### [TEXT SECTION]
----------------

10.  What do you think about the huge loss of potential due to the perception of low employability as science graduates in Australia? What is your advice to people who want to apply themselves in their passion of science and scientific thinking but don't want to chance themselves in a science degree in Australia?

My view is that this is a myth that is persistent and unfounded. There are tons of jobs available for scientists from finance through to academia. Science-trained graduates are broadly in demand.

But more importantly training in science gives you a fantastic way of viewing the world that can help you start your own business or just engage with life.

I worry that in many circles being a professor is perceived as the only acceptable aim in pursuing scientific education. That's not healthy at all. If one focuses only on being an academic then the process is very competitive and few will arrive at the top tier of tenured academic positions.

But that's not very different from aiming to be a professional athlete where again competition is high and few end up in the top tier. Despite that our society encourages young men and women to pursue their dreams even if the chance of reaching stardom is so remote. Why do we become so risk averse when it comes to careers in science?

The future is yours to make. There are jobs and you can also develop your own path. If you're passionate, driven, and excellent you will rise to the top. Don't listen to the naysayers!

    Associate Professor Michael Biercuk

11.  I was wondering what the University of Sydney is doing to improve diversity in Physics? In particular, how are you working to improve the presence of women in higher levels (postdoctorate researchers, professors) in Physics?

It's an important question. A lot of the research in this topic shows that the major bottleneck comes at the transition to junior faculty positions. That is, the point when scientists are striking out to establish independent careers. This also coincides with the time when many people are starting families leading to a huge drop-off in the number of women in the career track.

My view is we need to do much more to support women right at this stage. Locally we are advocating for and establishing a new childcare subsidy system for female postdocs in our quantum science groups. We want to make it easier for women to succeed in the career path and not feel like they have to choose between a career and family because childcare is so unbelievably expensive.

----------------

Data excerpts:
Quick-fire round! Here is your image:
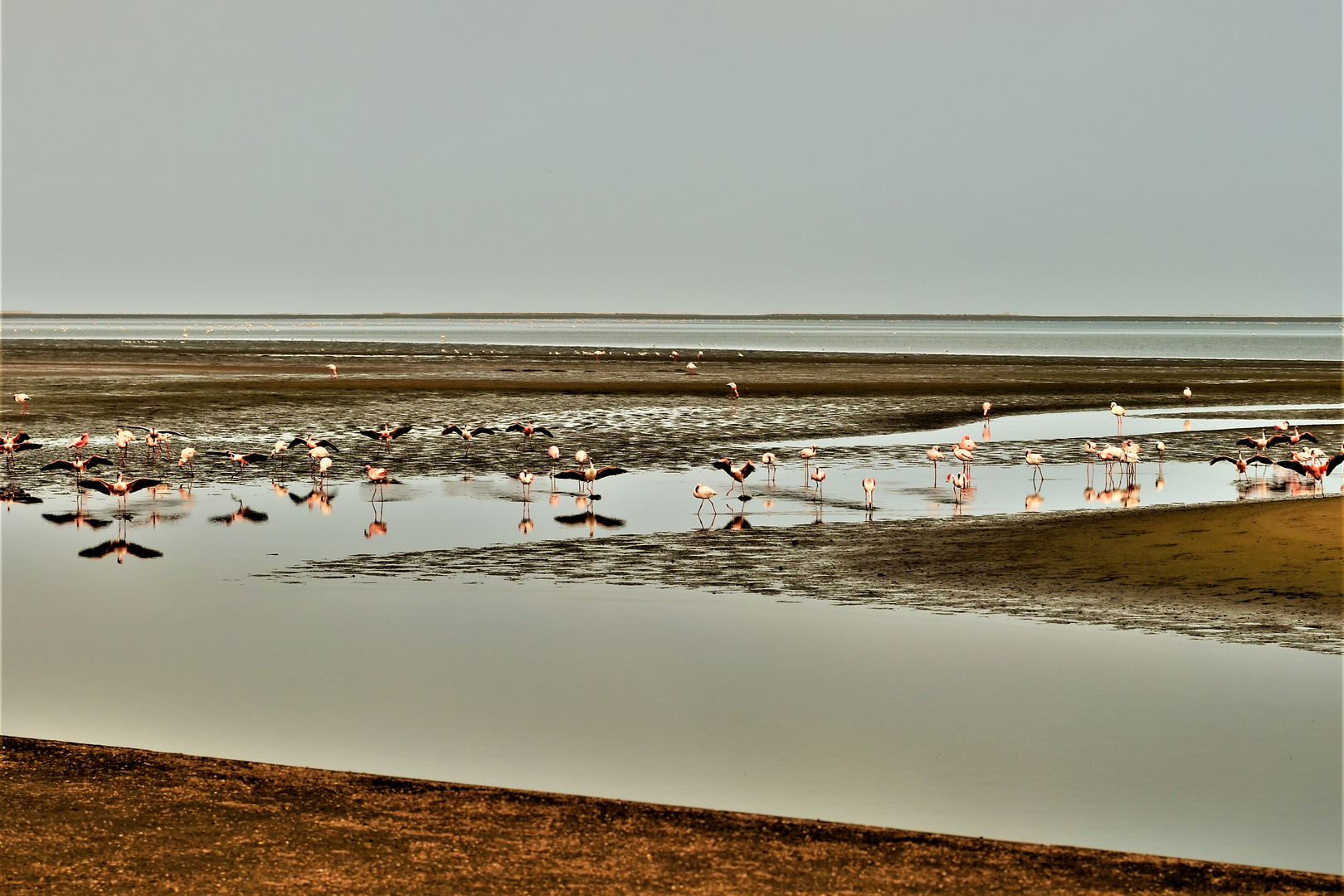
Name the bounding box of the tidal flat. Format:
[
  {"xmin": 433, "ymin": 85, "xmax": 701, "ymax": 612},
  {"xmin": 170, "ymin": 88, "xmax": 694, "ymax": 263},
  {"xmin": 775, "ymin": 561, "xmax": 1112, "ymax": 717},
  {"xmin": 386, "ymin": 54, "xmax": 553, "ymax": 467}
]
[{"xmin": 0, "ymin": 340, "xmax": 1344, "ymax": 892}]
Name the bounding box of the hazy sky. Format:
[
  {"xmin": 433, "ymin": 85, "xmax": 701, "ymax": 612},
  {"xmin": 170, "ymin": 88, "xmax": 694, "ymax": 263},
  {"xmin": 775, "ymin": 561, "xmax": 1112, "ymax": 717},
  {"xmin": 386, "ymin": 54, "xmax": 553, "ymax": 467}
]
[{"xmin": 2, "ymin": 0, "xmax": 1342, "ymax": 314}]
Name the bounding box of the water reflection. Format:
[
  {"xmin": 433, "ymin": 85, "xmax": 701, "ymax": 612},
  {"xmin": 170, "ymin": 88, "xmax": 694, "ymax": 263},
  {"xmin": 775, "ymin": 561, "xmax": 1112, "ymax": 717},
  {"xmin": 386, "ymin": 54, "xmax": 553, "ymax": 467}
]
[
  {"xmin": 286, "ymin": 489, "xmax": 336, "ymax": 514},
  {"xmin": 41, "ymin": 508, "xmax": 111, "ymax": 529},
  {"xmin": 210, "ymin": 495, "xmax": 270, "ymax": 525},
  {"xmin": 80, "ymin": 538, "xmax": 163, "ymax": 564},
  {"xmin": 0, "ymin": 485, "xmax": 41, "ymax": 509},
  {"xmin": 555, "ymin": 505, "xmax": 625, "ymax": 538}
]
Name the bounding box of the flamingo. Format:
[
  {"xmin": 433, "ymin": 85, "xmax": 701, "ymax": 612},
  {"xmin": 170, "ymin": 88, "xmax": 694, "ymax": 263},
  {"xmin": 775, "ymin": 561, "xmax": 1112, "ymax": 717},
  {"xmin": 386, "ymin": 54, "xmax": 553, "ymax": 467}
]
[
  {"xmin": 1110, "ymin": 402, "xmax": 1127, "ymax": 436},
  {"xmin": 555, "ymin": 460, "xmax": 629, "ymax": 493},
  {"xmin": 364, "ymin": 464, "xmax": 401, "ymax": 501},
  {"xmin": 925, "ymin": 445, "xmax": 942, "ymax": 485},
  {"xmin": 947, "ymin": 473, "xmax": 971, "ymax": 504},
  {"xmin": 359, "ymin": 423, "xmax": 411, "ymax": 445},
  {"xmin": 1208, "ymin": 449, "xmax": 1273, "ymax": 477},
  {"xmin": 1236, "ymin": 430, "xmax": 1273, "ymax": 451},
  {"xmin": 1268, "ymin": 426, "xmax": 1316, "ymax": 447},
  {"xmin": 442, "ymin": 423, "xmax": 494, "ymax": 454},
  {"xmin": 290, "ymin": 432, "xmax": 340, "ymax": 451},
  {"xmin": 0, "ymin": 430, "xmax": 41, "ymax": 466},
  {"xmin": 1025, "ymin": 449, "xmax": 1045, "ymax": 482},
  {"xmin": 504, "ymin": 421, "xmax": 555, "ymax": 445},
  {"xmin": 709, "ymin": 458, "xmax": 755, "ymax": 494},
  {"xmin": 41, "ymin": 454, "xmax": 113, "ymax": 473},
  {"xmin": 80, "ymin": 473, "xmax": 163, "ymax": 505},
  {"xmin": 952, "ymin": 445, "xmax": 976, "ymax": 480},
  {"xmin": 1278, "ymin": 454, "xmax": 1344, "ymax": 494}
]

----------------

### [YOUR INSTRUCTIONS]
Please answer from the Q&A text: what is being established for female postdocs in the quantum science groups? You don't need the listing for this.

### [TASK SOLUTION]
A new childcare subsidy system.